*** Opening of Given passage ***
Education in STEM for school children is among the key activities of Information/Visitor Centres. As an example of STEM education, it could be referred to Dukovany and Temelin NPP, where tourists can find a Reactor core model and Reactor model which allows them to learn what happens inside the reactor in the course of operation. In the Information Centre of Dukovany, informal evaluation of pupils’ knowledge in physics is performed through “Play”, where the players (visitors/learners) are invited to connect and relate images (faces) of discoverers (scientists), their names and their discoveries. Education activities are provided through simulations on how electric energy is produced in NPPs. Cloud chamber is one of a few devices enabling the observation of radiation particle trajectories.

Most Information/Visitor Centres are drawing upon various initiatives to build up better communication with visitors, including local inhabitants. One pre-condition for the educational infrastructure to work within the leisure–vacation context is that it ought to have a fun-oriented conception. First-hand experiences and learning by doing are the most important communication tools. Family-oriented offers and holiday camps are important parts of this experience-oriented tourism.

Summarizing the features of nuclear tourism at atomic reactors and their premises, the expansion of activities and target groups is distinguished, going beyond the concept of expert-oriented tourism and moving to experience-oriented tourism, energy literacy, STEM education and orientation to wider groups of citizens and tourists (schoolchildren, families, etc.).
*** Close of Given passage ***
*** Opening of Data extract ***
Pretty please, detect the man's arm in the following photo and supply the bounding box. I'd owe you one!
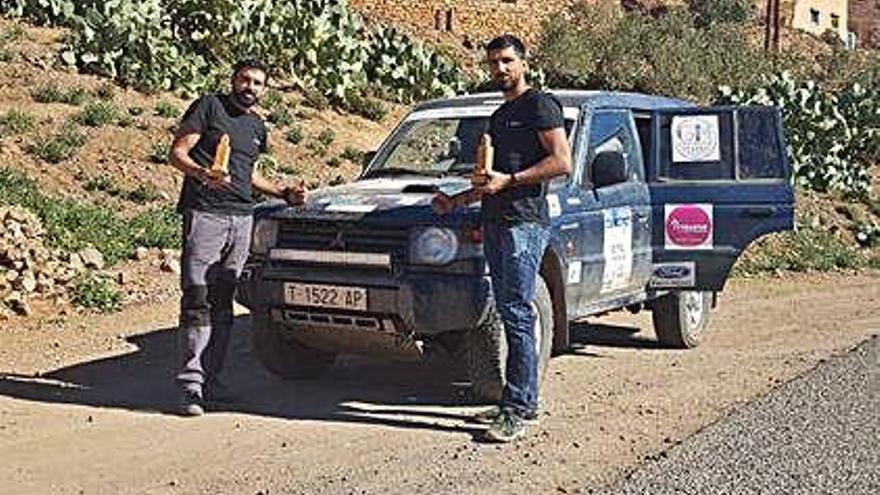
[481,127,571,194]
[168,132,229,189]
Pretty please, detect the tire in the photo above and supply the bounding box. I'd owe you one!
[251,308,336,380]
[467,277,553,404]
[652,291,712,349]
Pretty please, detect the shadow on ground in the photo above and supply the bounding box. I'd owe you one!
[0,316,656,435]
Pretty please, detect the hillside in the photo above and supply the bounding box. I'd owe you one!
[0,15,880,324]
[0,19,405,321]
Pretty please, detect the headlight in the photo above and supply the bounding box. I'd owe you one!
[251,219,278,254]
[409,227,458,265]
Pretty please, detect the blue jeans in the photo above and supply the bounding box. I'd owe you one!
[483,223,550,417]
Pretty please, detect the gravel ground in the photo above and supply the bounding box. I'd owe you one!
[607,336,880,495]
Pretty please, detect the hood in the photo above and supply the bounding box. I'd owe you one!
[257,177,473,223]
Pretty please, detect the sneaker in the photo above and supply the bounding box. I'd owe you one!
[178,390,205,416]
[471,406,538,425]
[484,410,526,443]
*** Close of Data extract ***
- **Exercises**:
1. List every model or device that the nuclear tourism passage says visitors can find or use at the Information/Visitor Centres.
2. According to the nuclear tourism passage, what are the most important communication tools?
3. Carry the passage on nuclear tourism forward from its last sentence.

- **Response list**:
1.
Reactor core model
Reactor model
Cloud chamber

2. First-hand experiences and learning by doing.

3.
Like many other energy companies, nuclear power plants implement open and covert corporate branding policy and seek to shape positive attitudes of consumers and citizens towards the nuclear energy industry. The nuclear companies deploy tourism and educational activities (STEM education) to build citizens’ and customers’ perception of safety and reliability of the industry and strengthen pro-nuclear attitudes. Taking into consideration these aims of ←148 | 149→nuclear energy industry, a critical approach should be applied while assessing tourist attractions and educational sites at nuclear power plants.

Torness Nuclear Power Station as an Educational Site and Energy Tourism Attraction

Torness is a nuclear power station – one of the eight in the UK owned and operated by EDF Energy. It is situated some 50 km east of Edinburgh, at Torness Point, near Dunbar, East Lothian, Scotland. Torness has two reactors (AGR Advanced Gas-cooled reactors), able to generate 1364 MWe electricity. The construction of Torness atomic power plant started in 1980, and it was commissioned in 1988. Torness construction faced a wide public opposition. In Scotland, direct action against nuclear power was held between 1978 and 1980 (Rudig, 1994). Antinuclear movement in Torness started in May 1978, when 4000 people from Dunbar occupied the Torness construction site. 400 groups and individuals signed the “Torness Declaration” which committed signatories to take “all non-violent steps necessary to prevent the construction of a nuclear power station at Torness” (Torness Alliance 1979, p. 4) Held in the summer of 1979, the poll found 90 % opposed to any nuclear development in the area, 8 % demanding further safety analysis and just 2 % in favour of proceeding. The Torness Alliance continued to attempt annual occupations of the site, but were neutralized by the police, so the campaign to ‘Stop Torness’ and the wider aim of bringing an end to nuclear power did fail (Welsh, 2001).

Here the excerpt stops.